Stated goal
Rewrite all of the items below with every "Objective" changed to "Goal" and nothing else altered. Leave the pictures out of your answer.

##### Material to process #####

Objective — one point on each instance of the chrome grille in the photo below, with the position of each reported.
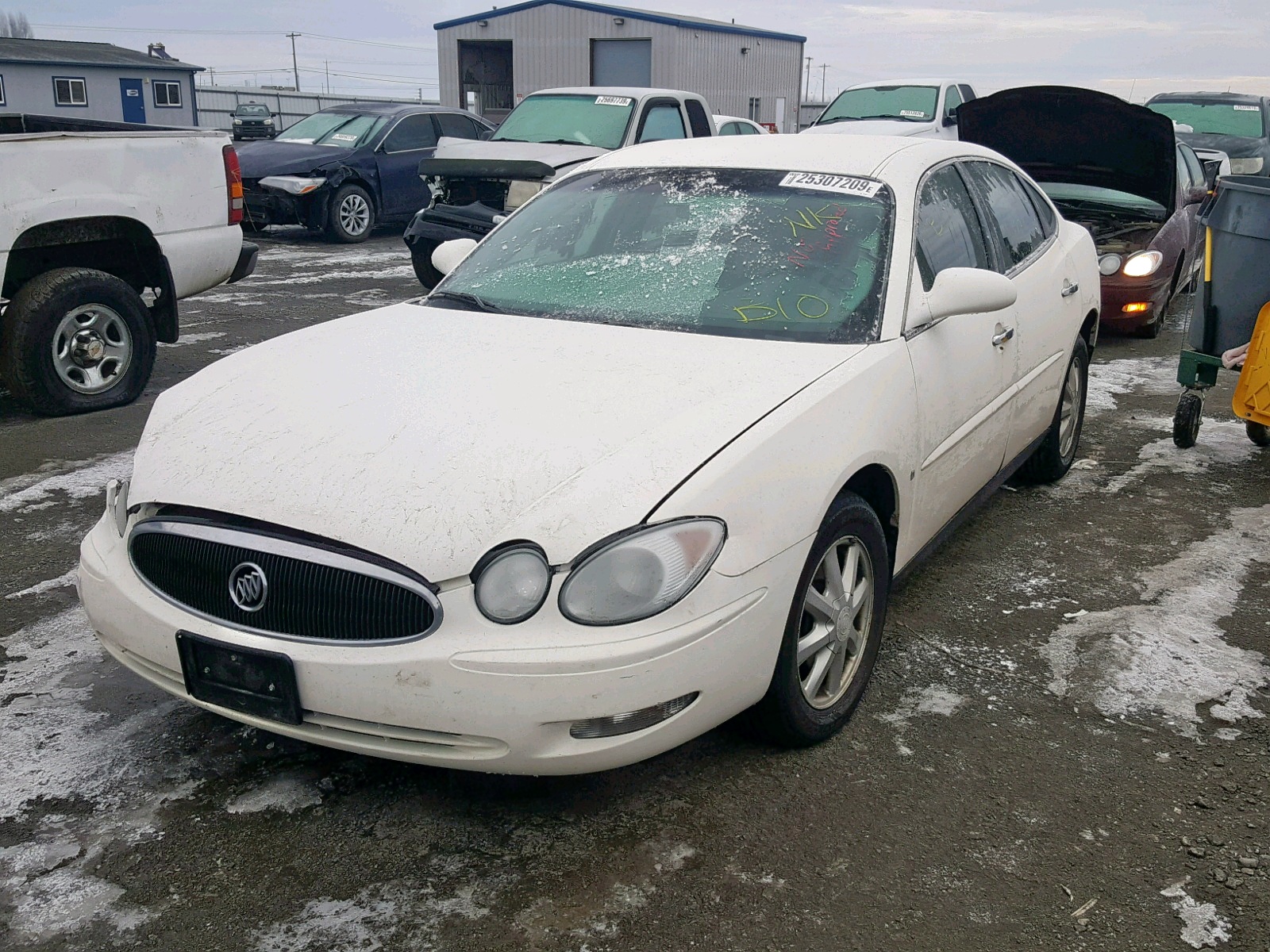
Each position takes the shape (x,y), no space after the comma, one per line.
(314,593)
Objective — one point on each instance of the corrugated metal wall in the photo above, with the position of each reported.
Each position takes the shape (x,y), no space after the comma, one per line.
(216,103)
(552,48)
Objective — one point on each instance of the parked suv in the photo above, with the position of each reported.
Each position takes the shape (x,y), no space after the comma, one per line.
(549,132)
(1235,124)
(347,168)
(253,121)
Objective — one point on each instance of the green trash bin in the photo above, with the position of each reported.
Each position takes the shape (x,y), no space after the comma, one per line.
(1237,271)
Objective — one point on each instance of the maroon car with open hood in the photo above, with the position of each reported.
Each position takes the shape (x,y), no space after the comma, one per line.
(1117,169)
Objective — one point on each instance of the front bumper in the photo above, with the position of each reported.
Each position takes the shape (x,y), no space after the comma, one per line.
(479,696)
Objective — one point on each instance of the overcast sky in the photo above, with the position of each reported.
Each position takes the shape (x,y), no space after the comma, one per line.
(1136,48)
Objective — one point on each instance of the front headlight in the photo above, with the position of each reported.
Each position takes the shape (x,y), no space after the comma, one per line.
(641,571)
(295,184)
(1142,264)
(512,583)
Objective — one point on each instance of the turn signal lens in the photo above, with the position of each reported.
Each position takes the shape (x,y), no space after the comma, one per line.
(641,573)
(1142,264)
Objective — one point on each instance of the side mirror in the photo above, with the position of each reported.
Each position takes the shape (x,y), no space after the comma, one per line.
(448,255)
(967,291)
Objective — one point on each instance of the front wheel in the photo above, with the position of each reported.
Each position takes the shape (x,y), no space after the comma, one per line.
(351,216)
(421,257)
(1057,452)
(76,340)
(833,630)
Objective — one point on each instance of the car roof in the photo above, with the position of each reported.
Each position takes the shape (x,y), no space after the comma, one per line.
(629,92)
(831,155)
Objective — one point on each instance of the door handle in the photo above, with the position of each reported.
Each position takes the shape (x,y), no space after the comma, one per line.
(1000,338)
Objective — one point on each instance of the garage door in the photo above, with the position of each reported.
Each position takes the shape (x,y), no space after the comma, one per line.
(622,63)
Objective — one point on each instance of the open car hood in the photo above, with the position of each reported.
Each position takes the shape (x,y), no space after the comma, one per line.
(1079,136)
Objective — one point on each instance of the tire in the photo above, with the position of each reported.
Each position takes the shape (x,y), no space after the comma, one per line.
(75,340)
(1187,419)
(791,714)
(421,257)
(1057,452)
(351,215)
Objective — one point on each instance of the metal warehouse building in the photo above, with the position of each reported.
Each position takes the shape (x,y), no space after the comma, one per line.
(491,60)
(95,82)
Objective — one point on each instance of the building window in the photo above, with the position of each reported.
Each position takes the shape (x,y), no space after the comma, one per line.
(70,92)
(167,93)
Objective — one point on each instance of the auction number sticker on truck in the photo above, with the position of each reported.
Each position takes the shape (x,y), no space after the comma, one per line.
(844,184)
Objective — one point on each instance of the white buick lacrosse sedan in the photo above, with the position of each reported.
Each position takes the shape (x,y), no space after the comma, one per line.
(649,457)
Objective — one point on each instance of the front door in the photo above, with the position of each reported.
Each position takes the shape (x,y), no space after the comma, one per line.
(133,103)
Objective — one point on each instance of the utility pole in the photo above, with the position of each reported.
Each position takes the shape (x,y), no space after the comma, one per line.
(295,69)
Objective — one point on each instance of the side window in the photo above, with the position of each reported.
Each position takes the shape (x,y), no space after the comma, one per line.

#####

Task response
Goal — one point on each instance of the chrome grille in the photo below, with the position of each reported.
Each position takes the shape (x,y), no space after the comma, one per line.
(314,593)
Goal — one point on each instance of the corrugated metal wall in the photo above, with the position of each reported.
Each position takes the shape (x,y), no space after the comma, one per line.
(216,103)
(552,48)
Goal — one point on each instance of the parked suv in the photo above, with the position of each reported.
Each position takes the shape (x,y), no space after the comma, one per line.
(549,132)
(1235,124)
(347,168)
(253,121)
Goal — one point on each instance of the green trash bin in the photo above, with the position of each reported.
Each position takes the shape (x,y), no space after the comma, one per line.
(1237,271)
Goal — one point on each instance of the maroon car with open hood in the photo above, with the position of each reported.
Each position takes the shape (x,y), no space after the comma, one per line.
(1117,169)
Goal — one point on each instance of the front bumper in the photo above, with the position of each reported.
Each position takes the shape (x,y), no space after the comma, one per line.
(479,696)
Goal — one point on each instance of the overcast sky in the photo above, with the position of each reported.
Each position takes the shape (x,y), no space after the comma, one per line.
(1136,48)
Goal — one point on each instance of the front headlight in the photo above, with the position of each reported.
Each position takes the shape (x,y), no space after the comma, one per line.
(641,571)
(295,184)
(1142,264)
(512,583)
Goal — one point on each instance of the turn signal lens in the photo above, with the position of each reported.
Each position takes the shape (x,y), no space after the comma, one per line.
(641,573)
(1142,264)
Goal — one point on each instance of the side mirror in the photo above, with the position of each reported.
Each position takes the shape (x,y), no space after the comma, one per line.
(448,255)
(967,291)
Goal — one point on each instance of the front wheel in the photo above, with the position of each reported.
Each position takes the shape (x,y), no space after the comma, one per line.
(351,216)
(421,257)
(1057,452)
(76,340)
(833,630)
Goal — one point on each instance of the car roof in the photo above, with the position of each reported.
Each position takes the shape (x,y), no space after the comma, one per line.
(629,92)
(831,155)
Goal — one point on each instance of the door handle in the photo above, with the position of each reported.
Each position takes the shape (x,y), no space after the comma, one per line.
(1000,338)
Goal — one point on each instance of the garage door in the photo above, with the position of each reported.
Each position takes the shape (x,y), no space after the comma, one per line.
(622,63)
Goal — one point on each instance of the open car hood in the photo above, with the position of each reported.
Each position takes the shape (x,y), no space after the comma, one per line.
(1079,136)
Goal — one point on each instance of the tire in the photo above, with the position of each reported.
Each position takes the shape (x,y), no space after the comma, one per line.
(75,340)
(1187,419)
(791,714)
(421,257)
(1057,452)
(351,215)
Goal — one point on each instance of the metal warehouse building in the photo above, with the position of each reported.
Each position takes the shape (x,y), no space after the comma, one per line.
(491,60)
(95,82)
Goal — one point on each instance of the building window in the photo above, with the position of each reported.
Each position takes the shape (x,y), no space after the comma, one per line.
(70,92)
(167,93)
Goal — one point on each instance of the auction number sticker on truck in the photo above, with the position of each reported.
Each position takes the shape (x,y), no space after the comma, one per line.
(844,184)
Goal — one point on each instance of the white buick lacrosse sedan in the photo above, with the position of each reported.
Each position takes the shape (x,y), no space after the comma, one per line.
(649,457)
Goal — one point on each instance of the front door in the photo above, with the position of each reported.
Each position takes the shape (x,y), no space after the comma, one per line.
(133,103)
Goal — one point on each instance of the utility pole in the photo above, with the position of each reported.
Each position takes the shape (x,y), no space after the comma, one per line.
(295,69)
Goal — one point on each instance of the side window in the photo above, with the position of each reported.
Each position takes the shape (x,y), no space after the comma, one per line.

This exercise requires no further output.